BEGIN

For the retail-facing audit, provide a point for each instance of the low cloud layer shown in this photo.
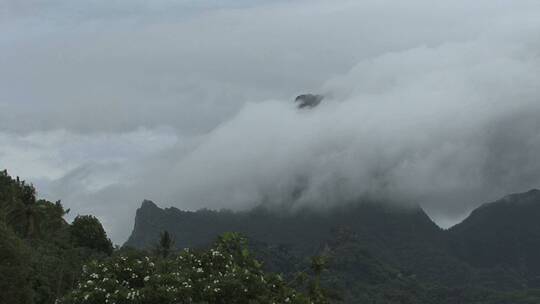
(430, 104)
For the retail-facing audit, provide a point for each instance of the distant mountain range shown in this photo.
(378, 249)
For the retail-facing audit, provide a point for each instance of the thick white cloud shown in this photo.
(189, 103)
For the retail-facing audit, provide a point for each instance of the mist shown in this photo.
(430, 104)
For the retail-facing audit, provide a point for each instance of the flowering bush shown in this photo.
(225, 273)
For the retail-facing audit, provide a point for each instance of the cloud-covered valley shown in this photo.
(191, 105)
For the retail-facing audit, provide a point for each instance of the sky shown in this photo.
(190, 103)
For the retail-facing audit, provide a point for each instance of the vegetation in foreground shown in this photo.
(45, 260)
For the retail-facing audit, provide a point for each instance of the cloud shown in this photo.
(190, 103)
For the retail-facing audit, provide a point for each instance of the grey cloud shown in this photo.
(191, 105)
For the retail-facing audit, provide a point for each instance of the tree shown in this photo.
(15, 287)
(165, 245)
(87, 231)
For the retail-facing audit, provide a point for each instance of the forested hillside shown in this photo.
(41, 255)
(378, 252)
(45, 260)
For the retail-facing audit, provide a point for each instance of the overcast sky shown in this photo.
(189, 103)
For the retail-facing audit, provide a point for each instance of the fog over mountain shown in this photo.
(191, 103)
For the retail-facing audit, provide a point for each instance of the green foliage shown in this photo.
(87, 231)
(15, 270)
(225, 273)
(38, 260)
(165, 245)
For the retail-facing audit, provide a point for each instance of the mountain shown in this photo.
(504, 234)
(404, 237)
(378, 250)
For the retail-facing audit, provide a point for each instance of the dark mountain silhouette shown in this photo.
(380, 250)
(503, 234)
(308, 100)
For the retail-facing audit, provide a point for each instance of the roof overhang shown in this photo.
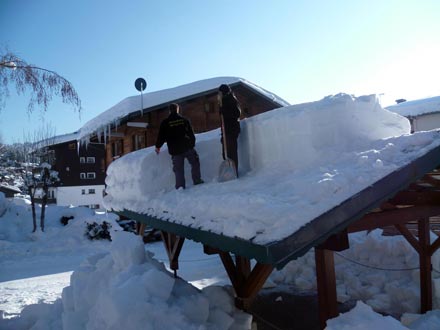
(317, 231)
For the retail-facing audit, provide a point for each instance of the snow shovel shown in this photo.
(227, 169)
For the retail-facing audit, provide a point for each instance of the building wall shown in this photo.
(69, 165)
(426, 122)
(73, 195)
(202, 111)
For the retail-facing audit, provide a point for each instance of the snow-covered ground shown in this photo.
(117, 285)
(296, 163)
(123, 284)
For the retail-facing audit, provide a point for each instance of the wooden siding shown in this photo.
(202, 111)
(69, 167)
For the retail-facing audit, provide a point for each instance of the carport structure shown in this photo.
(410, 193)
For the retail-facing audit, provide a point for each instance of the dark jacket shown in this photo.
(177, 132)
(230, 109)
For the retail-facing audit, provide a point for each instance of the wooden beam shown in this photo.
(416, 197)
(435, 246)
(137, 124)
(409, 237)
(425, 266)
(396, 216)
(336, 242)
(326, 283)
(246, 282)
(173, 246)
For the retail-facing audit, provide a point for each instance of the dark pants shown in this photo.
(232, 131)
(179, 167)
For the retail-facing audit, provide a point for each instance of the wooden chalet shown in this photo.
(81, 170)
(409, 194)
(9, 191)
(137, 128)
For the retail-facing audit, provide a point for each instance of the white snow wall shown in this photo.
(294, 137)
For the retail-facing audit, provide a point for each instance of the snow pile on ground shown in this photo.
(381, 271)
(128, 289)
(101, 124)
(362, 317)
(3, 204)
(117, 284)
(295, 163)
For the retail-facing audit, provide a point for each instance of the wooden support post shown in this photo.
(173, 246)
(326, 283)
(141, 228)
(425, 266)
(246, 282)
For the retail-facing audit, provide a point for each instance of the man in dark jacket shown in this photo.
(230, 111)
(177, 132)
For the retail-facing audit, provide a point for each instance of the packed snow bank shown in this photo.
(296, 163)
(417, 107)
(386, 291)
(127, 289)
(3, 204)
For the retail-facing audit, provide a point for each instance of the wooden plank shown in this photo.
(228, 263)
(435, 246)
(416, 197)
(326, 283)
(425, 266)
(396, 216)
(409, 237)
(336, 242)
(256, 279)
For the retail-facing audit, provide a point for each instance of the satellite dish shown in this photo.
(140, 84)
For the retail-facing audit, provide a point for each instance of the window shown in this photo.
(209, 106)
(117, 148)
(138, 141)
(91, 175)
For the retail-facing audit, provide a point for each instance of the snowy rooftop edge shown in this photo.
(417, 107)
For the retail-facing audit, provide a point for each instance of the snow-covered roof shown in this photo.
(57, 140)
(100, 123)
(11, 188)
(296, 163)
(417, 107)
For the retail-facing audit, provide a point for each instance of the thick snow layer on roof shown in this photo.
(296, 163)
(100, 123)
(417, 107)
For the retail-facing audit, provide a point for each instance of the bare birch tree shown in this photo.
(41, 83)
(39, 178)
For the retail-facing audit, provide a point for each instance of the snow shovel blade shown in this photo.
(227, 171)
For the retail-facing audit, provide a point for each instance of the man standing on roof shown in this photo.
(230, 112)
(178, 133)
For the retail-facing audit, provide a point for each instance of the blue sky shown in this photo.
(300, 50)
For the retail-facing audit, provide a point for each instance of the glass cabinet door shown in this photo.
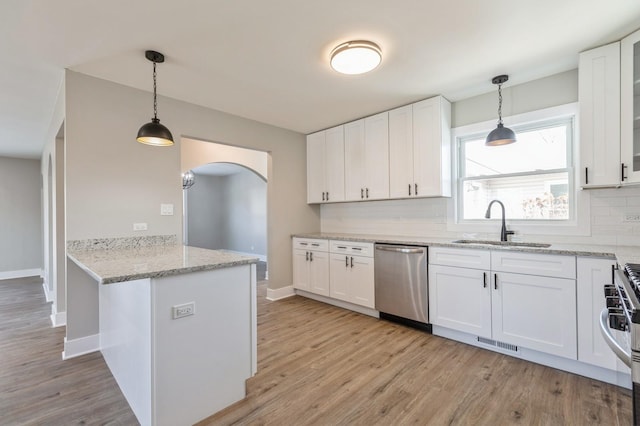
(630, 107)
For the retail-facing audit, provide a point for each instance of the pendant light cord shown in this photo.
(499, 101)
(155, 100)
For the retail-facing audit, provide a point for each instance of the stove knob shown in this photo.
(613, 302)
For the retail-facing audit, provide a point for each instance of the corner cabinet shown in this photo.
(420, 149)
(403, 153)
(609, 95)
(599, 98)
(630, 107)
(325, 166)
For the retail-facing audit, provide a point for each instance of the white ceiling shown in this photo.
(268, 60)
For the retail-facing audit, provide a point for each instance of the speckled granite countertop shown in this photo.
(127, 264)
(623, 254)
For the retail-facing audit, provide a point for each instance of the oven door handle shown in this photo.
(611, 340)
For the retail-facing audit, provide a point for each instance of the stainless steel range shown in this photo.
(623, 314)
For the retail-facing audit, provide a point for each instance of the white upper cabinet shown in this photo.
(325, 166)
(599, 96)
(630, 107)
(420, 149)
(366, 151)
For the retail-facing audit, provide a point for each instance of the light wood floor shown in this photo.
(317, 364)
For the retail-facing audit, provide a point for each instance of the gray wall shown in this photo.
(112, 181)
(228, 212)
(246, 196)
(20, 215)
(206, 212)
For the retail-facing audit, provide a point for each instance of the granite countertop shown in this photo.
(126, 264)
(623, 254)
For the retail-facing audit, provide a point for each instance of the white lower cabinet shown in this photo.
(311, 266)
(341, 270)
(593, 274)
(532, 311)
(351, 279)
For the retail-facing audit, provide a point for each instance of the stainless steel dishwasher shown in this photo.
(401, 284)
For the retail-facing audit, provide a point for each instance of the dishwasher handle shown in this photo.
(401, 249)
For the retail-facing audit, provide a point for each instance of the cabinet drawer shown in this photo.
(352, 248)
(534, 264)
(464, 258)
(310, 244)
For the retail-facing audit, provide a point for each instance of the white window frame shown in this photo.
(578, 222)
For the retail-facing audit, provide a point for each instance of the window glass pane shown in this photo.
(536, 149)
(540, 196)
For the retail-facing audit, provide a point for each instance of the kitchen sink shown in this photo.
(502, 243)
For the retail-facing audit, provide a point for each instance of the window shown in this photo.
(532, 177)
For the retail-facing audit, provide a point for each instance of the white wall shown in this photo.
(20, 215)
(112, 181)
(429, 217)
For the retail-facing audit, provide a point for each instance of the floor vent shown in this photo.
(498, 344)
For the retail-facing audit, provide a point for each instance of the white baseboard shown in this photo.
(58, 319)
(339, 303)
(280, 293)
(48, 295)
(81, 346)
(262, 257)
(7, 275)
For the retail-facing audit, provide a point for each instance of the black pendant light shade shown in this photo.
(154, 133)
(500, 135)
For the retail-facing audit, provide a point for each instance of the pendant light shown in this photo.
(500, 135)
(154, 133)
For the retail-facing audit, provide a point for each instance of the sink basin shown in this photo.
(502, 243)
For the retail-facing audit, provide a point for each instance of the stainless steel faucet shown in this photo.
(503, 232)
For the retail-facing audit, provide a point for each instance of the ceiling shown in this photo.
(268, 60)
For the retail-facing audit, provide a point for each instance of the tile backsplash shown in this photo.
(611, 218)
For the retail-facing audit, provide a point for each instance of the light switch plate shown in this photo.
(166, 209)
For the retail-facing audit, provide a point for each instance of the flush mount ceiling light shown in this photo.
(356, 57)
(154, 133)
(500, 135)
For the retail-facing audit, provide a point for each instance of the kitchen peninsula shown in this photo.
(176, 324)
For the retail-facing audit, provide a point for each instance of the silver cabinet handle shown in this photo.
(611, 340)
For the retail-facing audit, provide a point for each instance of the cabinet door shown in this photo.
(334, 158)
(401, 152)
(319, 272)
(361, 284)
(599, 95)
(535, 312)
(593, 274)
(354, 161)
(315, 167)
(339, 276)
(432, 147)
(460, 299)
(376, 161)
(630, 106)
(301, 270)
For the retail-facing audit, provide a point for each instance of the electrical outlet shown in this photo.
(184, 310)
(632, 217)
(166, 209)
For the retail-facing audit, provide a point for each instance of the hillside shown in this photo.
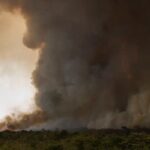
(124, 139)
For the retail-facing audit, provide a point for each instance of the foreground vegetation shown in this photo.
(124, 139)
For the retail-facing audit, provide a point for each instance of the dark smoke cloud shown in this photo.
(93, 69)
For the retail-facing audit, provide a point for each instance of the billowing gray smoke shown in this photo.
(94, 65)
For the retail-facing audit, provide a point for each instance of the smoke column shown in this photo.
(94, 66)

END

Set out exactly the lines from the one bearing "smoke shown in this photo." through the end of the data, including both ends and omitting all others.

_Output below_
For the retail-facing audit, provide a point for each instance of the billowing gray smoke shown in this photo.
(94, 65)
For the retail-facing audit, provide a point for each instance of the smoke column shown in this photo.
(94, 66)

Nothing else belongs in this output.